◆ Your instructions: In the passage about congressional sexual harassment policy, what deadline would the Speier and Gillibrand proposal set for filing a complaint?

--- Start Extract provided ---

Speaker Paul Ryan (R-Wis.) announced Tuesday that the House will adopt a policy to mandate sexual harassment awareness training for members and staff. The Senate already moved last week to pass a measure requiring the training for its members and employees.

The change to House policy will also occur through legislation, but it’s unclear whether it could be the bill unveiled on Wednesday or a more narrow measure previously introduced by Speier only requiring the training.

Under the current system through the Office of Compliance, staffers must go through months of mediation and counseling with the employing office before they can file a complaint. During the mediation process, the parties involved sign an agreement to keep all documents and communications confidential.

If they decide to go forward with a complaint, they can either file it in court or seek an administrative hearing that can eventually lead to a settlement.

Settlement payments are issued out of a special fund operated by the Treasury Department. Speier said on MSNBC on Wednesday that $15 million in harassment settlements, which include for racial and religious discrimination complaints, had been paid over more than a decade. 

Speier and Gillibrand are proposing to make the counseling and mediation optional and set a deadline for filing a complaint to 180 days after the alleged violation. 

They also want to require an employing office to allow a complainant to work remotely or authorize a paid leave of absence if requested. In addition, their bill would require the Office of Compliance, which would be renamed the Office of Congressional Workplace Rights, to create an online reporting system.

Members of Congress accused of harassment would also have to repay the Treasury for the settlements paid to victims.

The Office of Compliance would then publish the names of employing offices and the monetary amounts of settlements on its website.

Unpaid workers on Capitol Hill like interns, fellows and pages would be eligible for the same protections under the legislation as full-time staff.

--- End Extract provided ---
--- Start Material provided ---

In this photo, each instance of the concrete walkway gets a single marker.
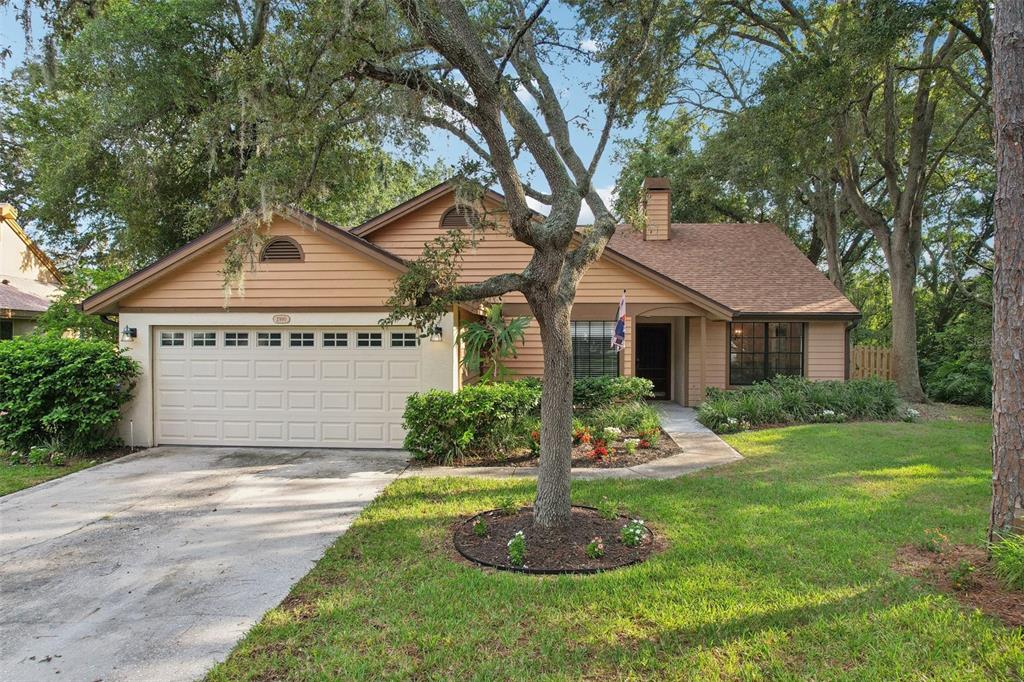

--- End Material provided ---

◆ Right answer: 180 days after the alleged violation.